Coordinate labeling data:
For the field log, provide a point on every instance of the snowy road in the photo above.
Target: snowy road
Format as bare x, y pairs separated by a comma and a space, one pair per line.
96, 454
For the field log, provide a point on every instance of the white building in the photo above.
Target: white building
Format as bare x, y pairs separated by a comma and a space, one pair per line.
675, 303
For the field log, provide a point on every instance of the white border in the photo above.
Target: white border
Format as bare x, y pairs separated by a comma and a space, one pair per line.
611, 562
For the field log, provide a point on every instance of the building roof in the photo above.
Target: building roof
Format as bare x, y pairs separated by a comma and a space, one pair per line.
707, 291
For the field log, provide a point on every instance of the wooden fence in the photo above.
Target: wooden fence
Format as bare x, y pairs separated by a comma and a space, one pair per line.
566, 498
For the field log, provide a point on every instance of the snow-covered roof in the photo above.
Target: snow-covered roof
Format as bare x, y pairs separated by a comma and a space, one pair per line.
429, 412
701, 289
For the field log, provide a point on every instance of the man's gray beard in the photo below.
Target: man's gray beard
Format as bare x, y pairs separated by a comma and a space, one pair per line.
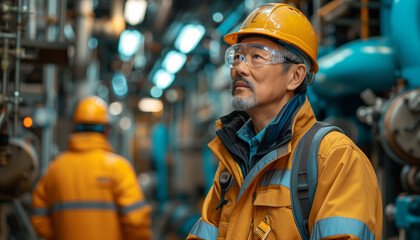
243, 104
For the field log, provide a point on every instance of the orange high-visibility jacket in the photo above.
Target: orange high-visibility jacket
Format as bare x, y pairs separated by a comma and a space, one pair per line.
89, 193
347, 203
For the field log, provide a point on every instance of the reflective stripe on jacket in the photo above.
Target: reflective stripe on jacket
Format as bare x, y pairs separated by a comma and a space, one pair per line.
347, 203
90, 193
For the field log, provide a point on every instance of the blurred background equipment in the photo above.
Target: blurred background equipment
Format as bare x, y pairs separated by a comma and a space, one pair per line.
159, 65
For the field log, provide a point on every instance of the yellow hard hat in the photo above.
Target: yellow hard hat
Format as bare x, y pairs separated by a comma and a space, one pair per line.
283, 22
91, 110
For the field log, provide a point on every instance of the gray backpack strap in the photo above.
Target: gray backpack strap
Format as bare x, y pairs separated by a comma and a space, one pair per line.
304, 174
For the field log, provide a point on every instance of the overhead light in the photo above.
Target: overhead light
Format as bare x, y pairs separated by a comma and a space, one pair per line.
135, 11
217, 17
119, 85
150, 105
130, 41
174, 61
125, 123
156, 92
189, 37
163, 79
115, 108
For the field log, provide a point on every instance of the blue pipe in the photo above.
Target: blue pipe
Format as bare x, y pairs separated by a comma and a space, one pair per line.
405, 38
160, 144
354, 67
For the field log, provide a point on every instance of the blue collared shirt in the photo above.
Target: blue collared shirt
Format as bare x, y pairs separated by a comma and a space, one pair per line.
247, 133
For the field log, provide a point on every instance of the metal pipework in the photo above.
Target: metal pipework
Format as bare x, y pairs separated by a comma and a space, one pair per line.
18, 54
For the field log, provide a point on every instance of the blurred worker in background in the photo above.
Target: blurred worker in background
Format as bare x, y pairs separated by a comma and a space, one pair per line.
271, 60
89, 192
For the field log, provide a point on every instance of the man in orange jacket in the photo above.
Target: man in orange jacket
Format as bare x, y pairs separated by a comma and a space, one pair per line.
271, 60
89, 192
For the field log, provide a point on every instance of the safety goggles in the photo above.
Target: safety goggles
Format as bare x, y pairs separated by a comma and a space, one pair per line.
253, 54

== Instructions for the task ==
Pictures are to be left out; repeat all the remaining data exactly.

== Exercise answer ==
For the field log, provide a point on every instance of the snowy road in the photo above.
Target: snowy road
Format as bare x, y pairs separated by a comma and a space, one pair per line.
96, 454
For the field log, provide a point on every instance of the white building in the photo above.
Target: white building
Format as bare x, y pairs separated by a comma and a space, one pair per line.
675, 303
For the field log, provide a point on every instance of the white border in the photo above.
Target: white border
Format as bare x, y pairs separated by a comma and a space, one pair per line.
611, 562
For the field log, provide a point on every instance of the building roof in the photo above.
Target: building roof
Format as bare x, y pairs separated by a comma and a space, one pair per line.
707, 291
For the field log, provide a point on every instance of the wooden fence in the photo above.
Target: wooden fence
Format as bare x, y pairs separated by a comma and a space, one pair per line.
566, 498
For the field log, provide a point on every instance of the snow-covered roof in the photo above.
Target: snow-covered roof
Format as bare x, y pairs separated by a comma and a space, one pair per line.
429, 412
701, 289
For the field log, provide a point on every instance of the man's gray beard in the photo below.
Target: man's gray beard
Format as bare x, y pairs separated by a comma and a space, one pair per line.
243, 104
For the field log, provide a point on every instance of the orange high-visibility jacket in the photo above.
Target: orange high-visibility jacket
Format as bare x, y pairs separated by a comma and a space, one pair per line.
89, 193
347, 203
For the field log, provide a point on every instance of the reflective stripe on jacket in the photo above.
Target: reflective stripe on jacket
Format as bare x, y pairs separated by a comma and a space, one pair per line.
347, 203
90, 193
For the field log, provide a point on every instance of the blurred background equipment in the photo above.
Target: blurred background equipment
Format as bare x, y pairs separated by a comma and a space, one pair per line.
159, 65
For the field log, provide a point on every instance of the yellow hard hat in the photo above.
Target: yellow hard hat
Format as bare x, y pairs separated by a comma and a space, one pair per line.
283, 22
91, 110
For the field log, provide a point on every instance of the gray backpack strap in the photo above.
Target: gray backpack strap
Format as bare x, y pairs separated by a comma and a space, one pair per line.
304, 174
For the field log, provide a point on every instance of the overhead light in the photo above.
Target: overhead light
Format as bare x, y pairs separated by a comma and a space, one pair per line.
135, 11
217, 17
119, 85
150, 105
130, 41
174, 61
125, 123
156, 92
189, 37
163, 79
115, 108
For the field log, provide a point on every instance of the blue pipe in the photo above.
Target: blue pipe
Format as bare x, y pairs separated by a comma and a space, one pair per line.
405, 38
160, 144
354, 67
For the field log, provide a point on every instance of the blue collared shirt in the photo above.
Target: blue collared shirt
Format as bare x, y pairs separated by a comma and a space, one pair per line.
247, 133
For the field log, provide a point on every instance of the metal pipework in the photo above.
Target: metal pipework
Format as bare x, y pairs separated by a comma and a space, one pair per line.
18, 54
For the field log, provide a point on every instance of the blurred worker in background in the photo above.
Target: blurred worker in background
Format as bare x, y pairs separated by a comma and a space, one pair per line.
271, 60
89, 192
For the field log, provide a point on every instance of the man in orange jacket in the photo above.
Target: man in orange jacket
Format as bare x, y pairs separated by a comma and a space, one pair per line.
271, 60
89, 192
For the field log, provide a point on every instance of the safety goggles in the photo above.
Target: safety goggles
Format as bare x, y pairs separated by a comma and a space, one pair per line.
253, 54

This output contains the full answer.